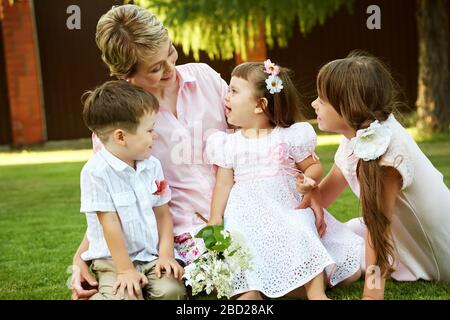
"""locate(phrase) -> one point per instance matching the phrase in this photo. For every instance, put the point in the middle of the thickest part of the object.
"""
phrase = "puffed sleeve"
(216, 150)
(302, 140)
(398, 156)
(94, 193)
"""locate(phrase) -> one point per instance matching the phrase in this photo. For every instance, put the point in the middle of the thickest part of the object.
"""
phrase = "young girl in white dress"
(256, 191)
(404, 201)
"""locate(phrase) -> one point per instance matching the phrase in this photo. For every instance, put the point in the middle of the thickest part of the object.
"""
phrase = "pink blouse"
(180, 143)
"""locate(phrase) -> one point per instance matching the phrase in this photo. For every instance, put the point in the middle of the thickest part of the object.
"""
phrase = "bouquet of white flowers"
(213, 271)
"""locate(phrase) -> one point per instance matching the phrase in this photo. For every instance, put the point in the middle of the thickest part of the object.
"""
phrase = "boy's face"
(240, 103)
(139, 145)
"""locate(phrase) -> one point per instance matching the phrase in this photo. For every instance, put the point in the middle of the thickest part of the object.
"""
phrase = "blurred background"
(45, 66)
(48, 58)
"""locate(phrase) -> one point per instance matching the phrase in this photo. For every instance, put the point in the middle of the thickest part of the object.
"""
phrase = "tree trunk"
(258, 52)
(433, 99)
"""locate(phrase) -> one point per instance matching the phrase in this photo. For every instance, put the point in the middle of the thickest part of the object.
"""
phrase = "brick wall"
(20, 50)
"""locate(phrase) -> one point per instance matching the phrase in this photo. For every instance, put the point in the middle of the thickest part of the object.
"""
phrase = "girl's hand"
(83, 282)
(305, 184)
(132, 281)
(312, 200)
(169, 264)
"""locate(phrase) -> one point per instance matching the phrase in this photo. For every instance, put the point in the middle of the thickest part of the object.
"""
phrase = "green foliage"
(41, 228)
(224, 27)
(214, 238)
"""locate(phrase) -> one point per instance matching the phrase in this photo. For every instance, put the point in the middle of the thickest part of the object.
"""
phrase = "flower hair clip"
(371, 143)
(273, 83)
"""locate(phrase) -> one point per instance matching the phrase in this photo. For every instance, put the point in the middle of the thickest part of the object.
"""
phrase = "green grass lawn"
(41, 228)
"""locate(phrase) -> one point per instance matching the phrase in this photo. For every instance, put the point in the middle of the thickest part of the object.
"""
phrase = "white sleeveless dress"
(421, 219)
(286, 249)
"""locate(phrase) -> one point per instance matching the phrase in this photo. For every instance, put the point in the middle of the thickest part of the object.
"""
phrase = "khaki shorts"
(163, 288)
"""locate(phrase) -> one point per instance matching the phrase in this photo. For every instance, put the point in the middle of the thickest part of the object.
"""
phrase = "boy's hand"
(305, 184)
(83, 282)
(169, 264)
(131, 280)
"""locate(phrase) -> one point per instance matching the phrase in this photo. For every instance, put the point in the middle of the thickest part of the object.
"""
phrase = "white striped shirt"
(110, 185)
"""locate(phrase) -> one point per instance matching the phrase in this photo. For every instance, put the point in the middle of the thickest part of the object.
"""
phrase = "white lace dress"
(286, 249)
(421, 217)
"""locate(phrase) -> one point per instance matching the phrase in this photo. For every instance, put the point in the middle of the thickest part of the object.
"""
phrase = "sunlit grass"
(41, 226)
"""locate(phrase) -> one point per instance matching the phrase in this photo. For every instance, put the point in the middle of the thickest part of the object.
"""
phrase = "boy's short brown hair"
(114, 105)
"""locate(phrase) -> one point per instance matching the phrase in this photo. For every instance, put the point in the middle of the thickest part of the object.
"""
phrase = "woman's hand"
(83, 282)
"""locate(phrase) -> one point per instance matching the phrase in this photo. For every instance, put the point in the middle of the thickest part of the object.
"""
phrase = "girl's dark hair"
(284, 108)
(361, 89)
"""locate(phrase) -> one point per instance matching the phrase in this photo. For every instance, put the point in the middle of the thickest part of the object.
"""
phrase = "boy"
(130, 229)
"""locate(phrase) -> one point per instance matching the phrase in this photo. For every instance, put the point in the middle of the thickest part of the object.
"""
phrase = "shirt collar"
(119, 165)
(113, 161)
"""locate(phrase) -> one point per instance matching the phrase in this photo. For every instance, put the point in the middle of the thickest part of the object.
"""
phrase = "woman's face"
════════════════════
§ **Task description**
From the first record to the last, restate everything exactly but omit the pictures.

§ **Reply to the exercise**
"""locate(phrase) -> one point per instance matching the phrase in this photo. For every instance, put the point in the middle of the thickest part of the object.
"""
phrase = "puffed sleeve"
(216, 150)
(302, 140)
(398, 156)
(94, 193)
"""locate(phrase) -> one point per instance matching the phrase in this photo. For every instance, put the point in the middle of the thickest part of the object.
"""
phrase = "young girl in white dress"
(256, 191)
(404, 201)
"""locate(phrase) -> one point per instance matching the phrase in this photo. For every instance, put the point in the middle of the thickest part of the object.
"""
phrase = "pink blouse"
(180, 143)
"""locate(phrase) -> one point per instance matching the phrase in this photo. For every instance, put the point in the middle of the thickest part of the object.
"""
phrase = "bouquet of white flowers"
(213, 271)
"""locate(phrase) -> one point per instance matching the phrase in this photo. For every instance, put the point in the middle of the thickest part of the object.
"""
phrase = "boy's face"
(240, 103)
(139, 145)
"""locate(phrase) -> one point per instance matching the phrase in this photo. For every instance, put the point in the middle of the thickest part of the object.
"""
phrase = "blurred background"
(45, 66)
(48, 58)
"""locate(phrase) -> one point per instance matching the phrase in this photo. For every instance, put the point in the middle of the thickest part of the object.
"""
phrase = "tree trunk"
(258, 52)
(433, 99)
"""locate(phrase) -> one point per instance matching the phrase in this photo. For every instance, put the point in the middle of the thickest part of the object.
"""
phrase = "brick wall"
(20, 50)
"""locate(phrase) -> one point per instance matching the phrase in this photo. For every instance, put the point in the middle of the thickest part of the object.
"""
phrase = "girl's hand"
(83, 282)
(305, 184)
(132, 281)
(312, 200)
(169, 264)
"""locate(phrase) -> one point per instance matching the phrase in this photo. For every instance, put the point in the middle of the thickest part of the object.
"""
phrase = "green foliage"
(41, 228)
(224, 27)
(214, 238)
"""locate(phrase) -> one point per instance matching the phrase in this photo. For every instance, put the point in the middle of the thickest part of the object.
"""
phrase = "flower hair clip"
(371, 143)
(273, 83)
"""locate(phrase) -> one point per instance matching the phrase in this photo. For every instance, put the point in the middle of the thickest part of the object.
"""
phrase = "green grass lawn"
(41, 228)
"""locate(phrase) -> one point per instance matching the phrase in this photo. For every instance, put the point in the middle of the thickest part of the object.
"""
phrase = "white sleeveless dress"
(421, 219)
(286, 249)
"""locate(phrase) -> one point per instance matching the phrase in this photo. For every instance, put the point in the middle of the thickest part of the object.
"""
phrase = "khaki shorts"
(163, 288)
"""locate(phrase) -> one point per instance matching the phrase in this photo. For every instance, put the point in the middle of the thickest part of the object.
"""
phrase = "boy's hand"
(305, 184)
(83, 282)
(169, 264)
(131, 280)
"""locate(phrase) -> one point per instance matching the phrase in this photo. For every instance, put the point in the middle of the thickest part of the object.
"""
phrase = "white striped shirt"
(110, 185)
"""locate(phrase) -> one point per instance matching the phrase in this photo. For every instance, put the point in the middle of the thickest part of the object.
"""
phrase = "white lace dress"
(286, 249)
(421, 217)
"""locate(phrase) -> one point per instance matching the phrase in this photo. For every instance, put the point in the middle of the thickest part of the object.
"""
phrase = "sunlit grass"
(41, 226)
"""locate(phrase) -> one point per instance matching the phrase in this photo. For every instance, put the point in the middle of the thickest part of the object.
"""
phrase = "boy's short brown hair"
(114, 105)
"""locate(phrase) -> one point per instance matching the phrase in this photo. For every instance, put the point in the middle of the thickest part of the object.
"""
phrase = "woman's hand"
(83, 282)
"""locate(phrase) -> one point per instance matching the phrase in this photo. For every instance, put the point in the middle of the thickest part of the object.
"""
phrase = "girl's dark hair"
(284, 108)
(361, 89)
"""locate(phrase) -> one point per instance matching the phrase in this photo. For every instance, put the point in the middle of the thickest part of the object.
"""
phrase = "boy"
(130, 229)
"""locate(phrase) -> one point per instance matching the phrase in this photo. For every instance, put the point in the middle of the thickest part of the object.
"""
phrase = "shirt collar"
(119, 165)
(113, 161)
"""locate(phrase) -> one point per instance matching the phrase in this photo. For every instance, put the point in the middle of the thickest part of the object.
"""
phrase = "woman's face"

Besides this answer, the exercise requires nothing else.